HOW TO COMPLETE THIS TASK →
The goal is to restate all of the records below word for word.

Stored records
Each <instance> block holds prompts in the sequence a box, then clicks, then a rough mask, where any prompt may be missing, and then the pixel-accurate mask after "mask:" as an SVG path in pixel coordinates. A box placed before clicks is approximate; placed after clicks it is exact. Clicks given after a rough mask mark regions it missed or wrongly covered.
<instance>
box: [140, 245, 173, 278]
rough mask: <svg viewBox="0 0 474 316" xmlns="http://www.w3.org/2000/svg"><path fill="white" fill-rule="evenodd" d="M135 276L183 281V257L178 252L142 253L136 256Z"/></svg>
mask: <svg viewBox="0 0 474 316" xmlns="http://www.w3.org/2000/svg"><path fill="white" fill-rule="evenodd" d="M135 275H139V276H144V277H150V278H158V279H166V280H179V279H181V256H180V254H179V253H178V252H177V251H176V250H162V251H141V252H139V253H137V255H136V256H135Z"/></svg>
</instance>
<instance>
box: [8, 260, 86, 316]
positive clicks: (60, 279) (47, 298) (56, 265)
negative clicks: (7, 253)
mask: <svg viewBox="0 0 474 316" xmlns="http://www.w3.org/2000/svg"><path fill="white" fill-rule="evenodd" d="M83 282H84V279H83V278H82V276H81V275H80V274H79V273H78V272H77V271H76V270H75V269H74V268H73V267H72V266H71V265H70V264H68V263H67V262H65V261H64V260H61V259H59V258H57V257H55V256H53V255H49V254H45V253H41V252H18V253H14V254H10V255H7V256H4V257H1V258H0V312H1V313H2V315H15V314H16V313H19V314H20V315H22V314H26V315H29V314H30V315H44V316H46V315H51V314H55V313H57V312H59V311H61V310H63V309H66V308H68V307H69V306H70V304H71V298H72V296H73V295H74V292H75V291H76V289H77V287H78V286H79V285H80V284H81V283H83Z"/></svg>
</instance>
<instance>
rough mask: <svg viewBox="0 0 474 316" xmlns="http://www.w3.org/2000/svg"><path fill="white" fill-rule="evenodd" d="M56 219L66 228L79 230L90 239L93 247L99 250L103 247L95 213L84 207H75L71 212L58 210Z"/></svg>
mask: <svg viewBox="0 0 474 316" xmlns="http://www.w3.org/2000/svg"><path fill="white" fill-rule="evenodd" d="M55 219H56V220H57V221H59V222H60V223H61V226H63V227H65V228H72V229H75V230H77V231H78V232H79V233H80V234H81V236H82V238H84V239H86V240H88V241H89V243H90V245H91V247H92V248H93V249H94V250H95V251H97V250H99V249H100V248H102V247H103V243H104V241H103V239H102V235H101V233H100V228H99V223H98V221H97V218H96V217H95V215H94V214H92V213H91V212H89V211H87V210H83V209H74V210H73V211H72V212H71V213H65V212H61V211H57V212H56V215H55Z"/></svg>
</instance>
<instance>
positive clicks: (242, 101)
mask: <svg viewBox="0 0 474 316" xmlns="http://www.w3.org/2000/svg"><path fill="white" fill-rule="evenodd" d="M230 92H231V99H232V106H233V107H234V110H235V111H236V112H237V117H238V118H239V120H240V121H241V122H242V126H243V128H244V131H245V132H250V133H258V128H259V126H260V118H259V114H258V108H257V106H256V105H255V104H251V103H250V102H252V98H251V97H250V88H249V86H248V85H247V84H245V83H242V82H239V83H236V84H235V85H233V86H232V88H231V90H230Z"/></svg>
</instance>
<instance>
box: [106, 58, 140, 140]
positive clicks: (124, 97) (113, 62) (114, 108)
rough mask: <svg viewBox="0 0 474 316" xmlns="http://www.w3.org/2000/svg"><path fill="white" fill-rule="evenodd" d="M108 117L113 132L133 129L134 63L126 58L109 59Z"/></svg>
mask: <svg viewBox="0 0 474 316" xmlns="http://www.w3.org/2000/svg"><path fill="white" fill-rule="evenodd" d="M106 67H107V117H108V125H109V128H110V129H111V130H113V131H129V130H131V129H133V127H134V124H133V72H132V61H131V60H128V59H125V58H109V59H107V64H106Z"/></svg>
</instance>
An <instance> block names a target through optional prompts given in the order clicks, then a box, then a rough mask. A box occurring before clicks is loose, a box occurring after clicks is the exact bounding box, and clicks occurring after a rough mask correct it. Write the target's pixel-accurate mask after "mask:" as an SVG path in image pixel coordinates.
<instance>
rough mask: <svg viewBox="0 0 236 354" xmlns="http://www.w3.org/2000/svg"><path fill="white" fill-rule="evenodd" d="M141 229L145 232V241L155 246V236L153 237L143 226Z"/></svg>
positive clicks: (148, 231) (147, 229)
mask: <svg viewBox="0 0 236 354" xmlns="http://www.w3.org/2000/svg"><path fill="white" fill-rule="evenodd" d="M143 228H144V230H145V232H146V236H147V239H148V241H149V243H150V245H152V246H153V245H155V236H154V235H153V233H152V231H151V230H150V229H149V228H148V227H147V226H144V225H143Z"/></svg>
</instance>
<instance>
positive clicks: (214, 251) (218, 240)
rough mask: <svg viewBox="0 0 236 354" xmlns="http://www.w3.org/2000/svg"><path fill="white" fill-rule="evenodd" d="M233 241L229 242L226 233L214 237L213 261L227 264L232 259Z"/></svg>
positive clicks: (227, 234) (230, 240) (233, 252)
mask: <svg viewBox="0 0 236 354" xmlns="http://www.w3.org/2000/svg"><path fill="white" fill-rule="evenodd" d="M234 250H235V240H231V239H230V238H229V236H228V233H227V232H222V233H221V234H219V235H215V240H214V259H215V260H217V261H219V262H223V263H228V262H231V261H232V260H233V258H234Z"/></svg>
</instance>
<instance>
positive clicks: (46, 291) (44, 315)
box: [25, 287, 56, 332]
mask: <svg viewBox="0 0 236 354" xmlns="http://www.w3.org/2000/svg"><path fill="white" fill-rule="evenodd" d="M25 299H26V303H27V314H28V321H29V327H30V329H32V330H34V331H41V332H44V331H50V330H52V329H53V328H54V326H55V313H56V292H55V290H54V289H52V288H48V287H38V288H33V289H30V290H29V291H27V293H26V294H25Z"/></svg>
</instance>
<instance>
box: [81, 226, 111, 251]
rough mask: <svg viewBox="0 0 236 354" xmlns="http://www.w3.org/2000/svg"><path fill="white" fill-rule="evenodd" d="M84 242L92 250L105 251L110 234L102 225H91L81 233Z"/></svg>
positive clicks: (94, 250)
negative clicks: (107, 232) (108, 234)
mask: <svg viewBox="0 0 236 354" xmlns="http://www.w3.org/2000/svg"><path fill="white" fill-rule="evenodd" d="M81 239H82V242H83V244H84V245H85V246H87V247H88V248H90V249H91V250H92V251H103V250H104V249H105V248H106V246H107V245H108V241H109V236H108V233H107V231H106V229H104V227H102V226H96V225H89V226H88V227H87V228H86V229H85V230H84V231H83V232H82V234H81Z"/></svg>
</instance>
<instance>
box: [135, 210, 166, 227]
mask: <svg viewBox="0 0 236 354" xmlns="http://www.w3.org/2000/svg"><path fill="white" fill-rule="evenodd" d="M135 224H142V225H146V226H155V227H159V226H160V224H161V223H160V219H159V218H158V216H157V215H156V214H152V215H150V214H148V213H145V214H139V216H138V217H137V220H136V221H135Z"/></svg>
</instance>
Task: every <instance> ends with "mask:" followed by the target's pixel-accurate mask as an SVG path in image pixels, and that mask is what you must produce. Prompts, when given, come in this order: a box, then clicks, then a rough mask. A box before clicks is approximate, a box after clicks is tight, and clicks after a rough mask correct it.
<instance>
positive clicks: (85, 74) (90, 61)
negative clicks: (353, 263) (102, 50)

RESPONSE FOR THIS EXERCISE →
Each <instance> block holds prompts in the sequence a box, then clicks, then a rough mask, where any prompt may be missing, and then the pixel-accurate mask after "mask:" as an SVG path in pixel coordinates. A box placed before clicks is approximate; placed after clicks it is exact. Clicks given after a rough mask mark regions it missed or wrongly covered.
<instance>
box: [140, 245, 173, 278]
rough mask: <svg viewBox="0 0 474 316" xmlns="http://www.w3.org/2000/svg"><path fill="white" fill-rule="evenodd" d="M135 276L183 281V257L178 252L142 253L136 256Z"/></svg>
mask: <svg viewBox="0 0 474 316" xmlns="http://www.w3.org/2000/svg"><path fill="white" fill-rule="evenodd" d="M135 275H139V276H144V277H150V278H158V279H166V280H179V279H181V256H180V254H179V253H178V252H177V251H176V250H162V251H141V252H139V253H137V255H136V256H135Z"/></svg>
</instance>
<instance>
box: [8, 260, 86, 316]
positive clicks: (60, 279) (47, 298) (56, 265)
negative clicks: (7, 253)
mask: <svg viewBox="0 0 474 316" xmlns="http://www.w3.org/2000/svg"><path fill="white" fill-rule="evenodd" d="M83 282H84V279H83V278H82V276H81V275H80V274H79V273H78V272H77V271H76V270H75V269H74V268H73V267H72V266H71V265H70V264H68V263H67V262H65V261H64V260H61V259H59V258H57V257H55V256H53V255H49V254H45V253H41V252H18V253H14V254H10V255H7V256H4V257H1V258H0V312H1V313H2V315H15V314H16V313H19V314H20V315H22V314H26V315H29V314H30V315H44V316H46V315H51V314H55V313H57V312H59V311H61V310H63V309H66V308H68V307H69V306H70V304H71V298H72V296H73V295H74V292H75V291H76V289H77V287H78V286H79V285H80V284H81V283H83Z"/></svg>
</instance>
<instance>
rough mask: <svg viewBox="0 0 474 316" xmlns="http://www.w3.org/2000/svg"><path fill="white" fill-rule="evenodd" d="M56 219L66 228L79 230L90 239L93 247L99 250L103 247L95 213L84 207H75L71 212L58 210Z"/></svg>
mask: <svg viewBox="0 0 474 316" xmlns="http://www.w3.org/2000/svg"><path fill="white" fill-rule="evenodd" d="M55 219H56V220H57V221H59V222H60V223H61V226H63V227H65V228H72V229H75V230H77V231H78V232H79V233H80V234H81V236H82V238H84V239H86V240H88V241H89V243H90V245H91V247H92V248H93V249H94V250H95V251H97V250H99V249H100V248H102V247H103V243H104V241H103V239H102V235H101V233H100V228H99V223H98V221H97V218H96V217H95V215H94V214H92V213H91V212H89V211H87V210H83V209H74V210H73V211H72V212H71V213H65V212H61V211H57V212H56V215H55Z"/></svg>
</instance>
<instance>
positive clicks: (242, 101)
mask: <svg viewBox="0 0 474 316" xmlns="http://www.w3.org/2000/svg"><path fill="white" fill-rule="evenodd" d="M230 92H231V99H232V106H233V107H234V110H235V111H236V112H237V117H238V118H239V120H240V121H241V122H242V126H243V128H244V131H245V132H250V133H258V128H259V126H260V118H259V114H258V108H257V106H256V105H255V104H251V103H250V102H252V98H251V97H250V88H249V86H248V85H247V84H245V83H242V82H239V83H236V84H235V85H233V86H232V88H231V90H230Z"/></svg>
</instance>
<instance>
box: [106, 58, 140, 140]
positive clicks: (124, 97) (113, 62) (114, 108)
rough mask: <svg viewBox="0 0 474 316" xmlns="http://www.w3.org/2000/svg"><path fill="white" fill-rule="evenodd" d="M108 117L113 132L133 129L134 63L126 58L109 59Z"/></svg>
mask: <svg viewBox="0 0 474 316" xmlns="http://www.w3.org/2000/svg"><path fill="white" fill-rule="evenodd" d="M106 67H107V117H108V125H109V128H110V129H111V130H113V131H129V130H131V129H133V127H134V124H133V72H132V61H131V60H128V59H125V58H109V59H107V64H106Z"/></svg>
</instance>
An <instance> block names a target through optional prompts given in the order clicks, then a box, then a rough mask. A box occurring before clicks is loose, a box occurring after clicks is the exact bounding box, and clicks occurring after a rough mask correct it. Write the target's pixel-accurate mask after "mask:" as an SVG path in image pixel coordinates.
<instance>
rough mask: <svg viewBox="0 0 236 354" xmlns="http://www.w3.org/2000/svg"><path fill="white" fill-rule="evenodd" d="M141 229L145 232V241L155 246V236L153 237L143 226Z"/></svg>
positive clicks: (148, 231) (147, 229)
mask: <svg viewBox="0 0 236 354" xmlns="http://www.w3.org/2000/svg"><path fill="white" fill-rule="evenodd" d="M143 228H144V230H145V232H146V236H147V239H148V241H149V243H150V245H152V246H153V245H155V236H154V235H153V233H152V231H151V230H150V229H149V228H148V227H147V226H144V225H143Z"/></svg>
</instance>
<instance>
positive clicks: (214, 251) (218, 240)
rough mask: <svg viewBox="0 0 236 354" xmlns="http://www.w3.org/2000/svg"><path fill="white" fill-rule="evenodd" d="M233 241L229 242L226 233L214 237L213 261L227 264L232 259Z"/></svg>
positive clicks: (227, 234) (230, 240) (233, 252)
mask: <svg viewBox="0 0 236 354" xmlns="http://www.w3.org/2000/svg"><path fill="white" fill-rule="evenodd" d="M234 250H235V240H231V239H230V238H229V236H228V233H227V232H222V233H221V234H219V235H215V240H214V259H215V260H217V261H219V262H223V263H228V262H231V261H232V260H233V258H234Z"/></svg>
</instance>
<instance>
positive clicks: (46, 291) (44, 315)
box: [25, 287, 56, 332]
mask: <svg viewBox="0 0 236 354" xmlns="http://www.w3.org/2000/svg"><path fill="white" fill-rule="evenodd" d="M25 299H26V303H27V314H28V321H29V327H30V329H32V330H34V331H41V332H44V331H50V330H52V329H53V328H54V326H55V313H56V292H55V290H54V289H52V288H48V287H38V288H33V289H30V290H29V291H27V293H26V294H25Z"/></svg>
</instance>
<instance>
box: [81, 226, 111, 251]
rough mask: <svg viewBox="0 0 236 354" xmlns="http://www.w3.org/2000/svg"><path fill="white" fill-rule="evenodd" d="M84 242L92 250L105 251L110 234L102 225H91L81 233Z"/></svg>
positive clicks: (94, 250)
negative clicks: (107, 232) (108, 234)
mask: <svg viewBox="0 0 236 354" xmlns="http://www.w3.org/2000/svg"><path fill="white" fill-rule="evenodd" d="M81 239H82V242H83V244H84V245H85V246H87V247H88V248H90V249H91V250H92V251H103V250H104V249H105V248H106V246H107V245H108V241H109V236H108V233H107V231H106V229H104V227H102V226H96V225H89V226H88V227H87V228H86V229H85V230H84V231H83V232H82V234H81Z"/></svg>
</instance>
<instance>
box: [135, 210, 166, 227]
mask: <svg viewBox="0 0 236 354" xmlns="http://www.w3.org/2000/svg"><path fill="white" fill-rule="evenodd" d="M135 224H142V225H146V226H155V227H159V226H160V224H161V223H160V219H159V218H158V216H157V215H156V214H152V215H150V214H148V213H145V214H139V216H138V217H137V220H136V221H135Z"/></svg>
</instance>
Task: every <instance> ends with "mask:" followed by the target's pixel-accurate mask as an SVG path in image pixels, and that mask is what you must produce. Prompts, when given, come in this order: a box, then clicks, then a rough mask. A box before clicks is approximate, a box after clicks is tight, and clicks after a rough mask correct it.
<instance>
positive clicks: (85, 74) (90, 61)
negative clicks: (353, 263) (102, 50)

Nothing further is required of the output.